## Start Data supplied

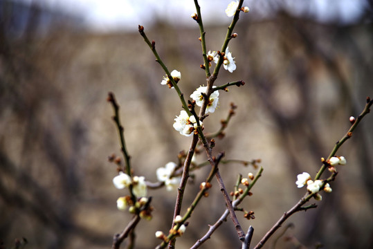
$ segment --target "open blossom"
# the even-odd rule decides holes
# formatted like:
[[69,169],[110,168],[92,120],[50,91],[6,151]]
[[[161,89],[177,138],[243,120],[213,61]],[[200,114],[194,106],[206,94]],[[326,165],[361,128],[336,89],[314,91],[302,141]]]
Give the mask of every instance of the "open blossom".
[[298,187],[303,187],[307,181],[311,180],[311,176],[307,172],[303,172],[297,176],[297,181],[295,184],[298,185]]
[[132,179],[131,179],[131,176],[122,172],[120,172],[119,175],[113,178],[113,183],[114,183],[114,186],[118,190],[128,187],[131,182]]
[[181,178],[172,177],[172,173],[175,170],[177,165],[173,162],[170,162],[164,167],[156,169],[156,176],[158,181],[165,183],[167,190],[172,191],[179,186]]
[[[215,88],[216,86],[214,86],[213,87]],[[206,91],[207,86],[199,86],[193,92],[193,93],[190,95],[190,98],[192,98],[193,100],[196,102],[196,104],[197,106],[202,106],[202,104],[203,103],[203,95],[202,95],[202,93],[204,94]],[[206,113],[208,113],[209,112],[214,113],[219,102],[219,91],[215,91],[212,93],[211,93],[208,100],[208,104],[207,104],[206,107]]]
[[223,62],[223,66],[224,69],[228,70],[230,73],[233,73],[236,70],[235,62],[233,60],[232,53],[229,52],[228,48],[226,49],[226,54],[224,55],[224,60]]
[[322,181],[316,180],[313,181],[312,180],[307,181],[307,190],[312,194],[316,194],[320,191],[320,187],[322,185]]
[[[202,125],[202,122],[199,124]],[[190,136],[197,127],[197,120],[194,116],[189,117],[184,110],[174,119],[174,128],[183,136]]]
[[116,206],[120,210],[125,210],[128,207],[128,202],[127,201],[126,197],[119,197],[118,200],[116,200]]
[[331,166],[335,166],[337,165],[344,165],[346,164],[346,158],[343,156],[333,156],[329,159],[329,163]]
[[[181,73],[177,70],[174,70],[172,71],[172,72],[171,72],[171,77],[172,77],[175,82],[177,83],[181,79]],[[172,86],[172,83],[171,83],[171,82],[170,81],[170,79],[168,78],[167,75],[163,76],[163,80],[161,82],[161,84],[167,85],[168,87],[170,89],[174,88],[174,86]]]
[[132,192],[136,197],[144,197],[147,195],[147,186],[144,176],[134,176]]
[[236,12],[237,8],[238,7],[238,1],[231,1],[230,3],[228,5],[227,8],[226,9],[226,14],[228,17],[233,17]]
[[219,60],[219,55],[216,51],[211,52],[211,50],[209,50],[207,53],[207,59],[209,62],[214,61],[216,64]]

## End Data supplied

* [Stated goal]: Find every line of the items above that contains the word "blossom", with case counting, and copy each of those lines in full.

* [Response below]:
$ segment --target "open blossom"
Give the mask of every instance of the "open blossom".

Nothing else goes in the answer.